* _Article_:
>> begin
Scientology is an edited volume about the Church of Scientology and the beliefs and movement called Scientology. It was edited by James R. Lewis, and published in March 2009 by Oxford University Press. In addition to Lewis, other contributors to the book include J. Gordon Melton, William Sims Bainbridge, Douglas E. Cowan, David G. Bromley, Anson Shupe, James T. Richardson, and Susan J. Palmer. Scientology gives an overview and introduction to the organization, and presents an analysis of the movement from the perspective of sociology. The book compares the organization to religious movements, and goes over its history of controversy. It delves into the practices of the organization and the activities undertaken at its facilities.
>> end
* _Job 1_: Rewrite the records with "rough bark texture" changed to "coarse tree bark" and everything else left as is.

[Excerpts from point annotation data]
>> begin
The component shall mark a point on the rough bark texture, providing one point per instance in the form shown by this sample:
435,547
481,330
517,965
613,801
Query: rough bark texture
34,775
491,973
>> end
* _Job 2_: Continue the text about the edited volume on Scientology from the point where it stops.

* _Final answer 1_:
The component shall mark a point on the coarse tree bark, providing one point per instance in the form shown by this sample:
435,547
481,330
517,965
613,801
Query: coarse tree bark
34,775
491,973

* _Final answer 2_:
Scientology was given an unfavorable review in the International Journal of Cultic Studies, which considered the book unduly biased in Scientology's favour, a view echoed in a review in the magazine Private Eye. It received a positive review in Alternative Spirituality and Religion Review, describing it as "the most sophisticated academic item published on Scientology" to date, a book to be read by journalists and academics alike, and "the most important collection of scholarly articles on Scientology published so far – in any language".

Editor
At the time of the book's publication, James R. Lewis was employed as a lecturer in the subject of philosophy at the University of Wisconsin–Stevens Point.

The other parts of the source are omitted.